**Your objective:** Every line of the data below should be retyped exactly.

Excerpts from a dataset

┌──

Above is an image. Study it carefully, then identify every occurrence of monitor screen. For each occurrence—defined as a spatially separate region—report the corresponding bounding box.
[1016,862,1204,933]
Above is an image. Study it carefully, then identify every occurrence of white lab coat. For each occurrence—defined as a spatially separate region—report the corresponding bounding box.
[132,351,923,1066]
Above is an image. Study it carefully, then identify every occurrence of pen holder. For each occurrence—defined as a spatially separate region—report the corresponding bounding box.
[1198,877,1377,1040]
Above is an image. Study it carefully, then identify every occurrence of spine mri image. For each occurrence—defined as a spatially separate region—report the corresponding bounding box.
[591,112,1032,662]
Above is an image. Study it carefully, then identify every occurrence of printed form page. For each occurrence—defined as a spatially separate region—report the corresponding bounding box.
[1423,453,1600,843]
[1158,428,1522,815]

└──

**Output:**
Above is an image. Study it carefully, then identify every occurrence of monitor screen. For each occurrence—defined as a spatially separate region—report the corresponding bounding box.
[1016,862,1204,933]
Above is an image. Study it carefully, then identify every occurrence of white lab coat. For each occurrence—defined as a spatially separate region—report the corresponding bounding box.
[132,351,923,1066]
Above is an image. Study it carefully, then identify every occurrence of pen holder. For each occurrence—defined as a spatially separate region—report the corresponding bounding box.
[1198,877,1377,1040]
Above is an image. Study it carefully, then identify every occurrence of spine mri image. For each occurrence—defined as a spatially separate region—report the corresponding bounding box.
[591,112,1032,662]
Above is an image. Study it carefully, then identify every occurrence of printed form page. For each occurrence—defined as a spatially separate region—report the corresponding bounding box.
[1423,453,1600,843]
[1158,428,1522,815]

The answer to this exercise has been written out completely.